Lines of data
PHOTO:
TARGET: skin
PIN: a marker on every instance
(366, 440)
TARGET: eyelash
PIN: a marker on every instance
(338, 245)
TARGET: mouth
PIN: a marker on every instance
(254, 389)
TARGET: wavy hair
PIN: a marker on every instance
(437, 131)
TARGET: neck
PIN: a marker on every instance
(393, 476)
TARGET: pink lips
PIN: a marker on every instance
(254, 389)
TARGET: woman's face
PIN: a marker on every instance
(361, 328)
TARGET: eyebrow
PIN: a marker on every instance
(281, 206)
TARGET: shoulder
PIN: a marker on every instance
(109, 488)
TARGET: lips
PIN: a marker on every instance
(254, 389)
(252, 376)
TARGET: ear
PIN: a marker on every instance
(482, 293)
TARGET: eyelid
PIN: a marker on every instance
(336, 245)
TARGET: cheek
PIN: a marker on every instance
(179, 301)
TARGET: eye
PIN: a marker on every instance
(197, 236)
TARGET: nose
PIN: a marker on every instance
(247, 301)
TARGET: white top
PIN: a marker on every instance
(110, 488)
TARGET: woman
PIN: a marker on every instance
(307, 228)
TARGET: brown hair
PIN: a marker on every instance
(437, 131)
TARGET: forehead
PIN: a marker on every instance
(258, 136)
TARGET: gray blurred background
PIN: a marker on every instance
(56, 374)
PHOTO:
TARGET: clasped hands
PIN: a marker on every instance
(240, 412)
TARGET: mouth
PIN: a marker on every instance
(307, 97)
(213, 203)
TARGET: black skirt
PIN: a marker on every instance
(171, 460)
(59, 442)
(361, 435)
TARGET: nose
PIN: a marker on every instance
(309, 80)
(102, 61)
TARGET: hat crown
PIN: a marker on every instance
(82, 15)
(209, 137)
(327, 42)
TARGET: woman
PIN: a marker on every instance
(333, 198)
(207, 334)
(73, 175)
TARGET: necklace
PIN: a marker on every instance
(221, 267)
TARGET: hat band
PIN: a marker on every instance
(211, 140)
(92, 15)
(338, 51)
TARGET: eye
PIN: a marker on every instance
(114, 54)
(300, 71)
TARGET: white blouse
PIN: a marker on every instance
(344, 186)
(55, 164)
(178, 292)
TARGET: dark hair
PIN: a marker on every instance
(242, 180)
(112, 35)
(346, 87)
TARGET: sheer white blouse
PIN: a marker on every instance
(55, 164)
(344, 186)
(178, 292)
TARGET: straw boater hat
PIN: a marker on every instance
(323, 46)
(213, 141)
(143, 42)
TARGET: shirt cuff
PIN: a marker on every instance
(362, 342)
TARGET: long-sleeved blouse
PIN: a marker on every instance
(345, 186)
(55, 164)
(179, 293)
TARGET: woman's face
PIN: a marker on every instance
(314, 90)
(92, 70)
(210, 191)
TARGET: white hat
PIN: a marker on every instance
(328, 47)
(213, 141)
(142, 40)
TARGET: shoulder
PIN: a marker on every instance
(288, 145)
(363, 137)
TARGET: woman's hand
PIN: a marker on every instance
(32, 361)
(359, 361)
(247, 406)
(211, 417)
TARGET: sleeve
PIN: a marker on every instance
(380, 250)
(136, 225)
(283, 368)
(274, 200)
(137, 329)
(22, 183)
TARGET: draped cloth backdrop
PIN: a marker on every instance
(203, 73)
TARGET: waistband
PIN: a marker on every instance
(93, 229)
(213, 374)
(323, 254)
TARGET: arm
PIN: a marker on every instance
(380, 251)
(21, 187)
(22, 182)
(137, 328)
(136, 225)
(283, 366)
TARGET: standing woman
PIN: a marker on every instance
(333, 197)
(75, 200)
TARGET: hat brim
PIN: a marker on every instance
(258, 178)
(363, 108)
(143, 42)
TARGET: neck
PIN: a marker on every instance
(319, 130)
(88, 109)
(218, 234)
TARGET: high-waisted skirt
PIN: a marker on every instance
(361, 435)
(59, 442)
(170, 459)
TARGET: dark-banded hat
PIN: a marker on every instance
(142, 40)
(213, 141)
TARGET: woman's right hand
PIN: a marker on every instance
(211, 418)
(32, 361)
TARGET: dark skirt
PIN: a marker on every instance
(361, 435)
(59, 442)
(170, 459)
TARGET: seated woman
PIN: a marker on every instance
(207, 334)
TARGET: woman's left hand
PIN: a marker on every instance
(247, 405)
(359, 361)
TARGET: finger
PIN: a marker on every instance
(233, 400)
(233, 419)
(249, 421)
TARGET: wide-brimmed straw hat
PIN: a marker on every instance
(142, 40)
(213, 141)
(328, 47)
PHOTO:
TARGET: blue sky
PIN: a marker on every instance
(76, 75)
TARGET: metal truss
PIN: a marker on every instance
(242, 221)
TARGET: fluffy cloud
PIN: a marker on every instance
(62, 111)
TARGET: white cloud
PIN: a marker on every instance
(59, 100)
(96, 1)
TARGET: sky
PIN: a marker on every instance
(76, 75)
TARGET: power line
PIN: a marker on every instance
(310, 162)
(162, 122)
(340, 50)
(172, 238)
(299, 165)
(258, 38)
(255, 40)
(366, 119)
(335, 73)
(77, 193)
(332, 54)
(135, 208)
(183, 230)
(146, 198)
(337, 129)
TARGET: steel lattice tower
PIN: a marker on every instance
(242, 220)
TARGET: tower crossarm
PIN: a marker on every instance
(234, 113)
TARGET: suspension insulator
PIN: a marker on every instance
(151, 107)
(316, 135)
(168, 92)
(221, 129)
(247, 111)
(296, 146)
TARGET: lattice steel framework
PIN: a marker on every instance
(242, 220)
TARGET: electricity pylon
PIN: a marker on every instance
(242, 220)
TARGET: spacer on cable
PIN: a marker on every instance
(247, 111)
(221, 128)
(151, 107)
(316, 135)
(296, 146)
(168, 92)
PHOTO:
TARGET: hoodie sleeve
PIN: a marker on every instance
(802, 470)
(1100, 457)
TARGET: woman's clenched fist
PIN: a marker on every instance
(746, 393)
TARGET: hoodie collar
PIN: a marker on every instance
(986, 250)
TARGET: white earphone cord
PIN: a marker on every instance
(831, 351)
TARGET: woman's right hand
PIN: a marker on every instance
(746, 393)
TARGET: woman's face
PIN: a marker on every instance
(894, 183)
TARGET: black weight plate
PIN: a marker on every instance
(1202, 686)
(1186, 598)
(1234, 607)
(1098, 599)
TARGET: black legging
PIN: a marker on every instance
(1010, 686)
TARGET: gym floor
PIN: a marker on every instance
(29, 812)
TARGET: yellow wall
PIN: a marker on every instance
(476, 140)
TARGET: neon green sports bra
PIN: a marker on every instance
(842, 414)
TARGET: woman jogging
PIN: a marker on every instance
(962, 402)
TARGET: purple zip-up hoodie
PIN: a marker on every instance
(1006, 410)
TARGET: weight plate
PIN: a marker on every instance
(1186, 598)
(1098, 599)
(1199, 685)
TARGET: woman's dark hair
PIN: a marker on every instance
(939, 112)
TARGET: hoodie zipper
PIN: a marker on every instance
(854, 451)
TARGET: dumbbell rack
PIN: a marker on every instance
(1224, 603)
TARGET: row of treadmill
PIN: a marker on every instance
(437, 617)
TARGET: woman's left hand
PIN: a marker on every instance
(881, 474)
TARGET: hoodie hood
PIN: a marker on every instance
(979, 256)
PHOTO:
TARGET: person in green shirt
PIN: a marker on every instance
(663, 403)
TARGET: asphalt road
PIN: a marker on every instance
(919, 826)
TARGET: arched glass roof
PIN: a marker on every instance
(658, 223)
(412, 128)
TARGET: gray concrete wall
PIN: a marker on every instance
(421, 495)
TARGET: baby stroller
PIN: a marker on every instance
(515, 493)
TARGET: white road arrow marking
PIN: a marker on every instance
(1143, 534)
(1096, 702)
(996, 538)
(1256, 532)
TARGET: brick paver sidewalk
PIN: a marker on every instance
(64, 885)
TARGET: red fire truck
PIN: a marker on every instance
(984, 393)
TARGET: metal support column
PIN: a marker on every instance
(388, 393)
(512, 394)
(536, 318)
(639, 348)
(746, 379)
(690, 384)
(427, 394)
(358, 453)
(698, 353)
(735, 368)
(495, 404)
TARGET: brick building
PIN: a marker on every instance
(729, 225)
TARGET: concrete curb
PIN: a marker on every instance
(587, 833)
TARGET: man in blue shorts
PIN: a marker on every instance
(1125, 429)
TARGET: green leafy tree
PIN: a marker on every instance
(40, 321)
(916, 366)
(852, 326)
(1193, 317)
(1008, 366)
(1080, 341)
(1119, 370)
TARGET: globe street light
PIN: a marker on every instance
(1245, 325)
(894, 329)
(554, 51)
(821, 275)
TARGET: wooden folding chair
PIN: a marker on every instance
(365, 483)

[Your goal] Your task is to reproduce, exactly and exclusively, the lines from the one holding "TARGET: brick paver sidewalk" through the final line of the listing.

[Task solution]
TARGET: brick paver sidewalk
PIN: a marker on every instance
(64, 885)
TARGET: red fire truck
PIN: a marker on every instance
(984, 393)
TARGET: metal support column
PIN: a marker on every instance
(388, 393)
(512, 394)
(536, 318)
(639, 348)
(746, 379)
(690, 384)
(427, 394)
(358, 453)
(698, 353)
(735, 368)
(495, 404)
TARGET: brick building
PIN: a marker on every instance
(729, 225)
TARGET: concrete curb
PIN: a marker on every instance
(587, 833)
TARGET: man in blue shorts
PIN: a marker on every instance
(1125, 429)
TARGET: green leafy tree
PIN: a marker on every instance
(40, 321)
(916, 366)
(852, 326)
(1193, 317)
(1008, 366)
(1080, 341)
(1119, 370)
TARGET: globe street light
PIN: a marker on every instance
(1245, 325)
(894, 329)
(554, 51)
(821, 275)
TARGET: wooden folding chair
PIN: a marker on every instance
(365, 483)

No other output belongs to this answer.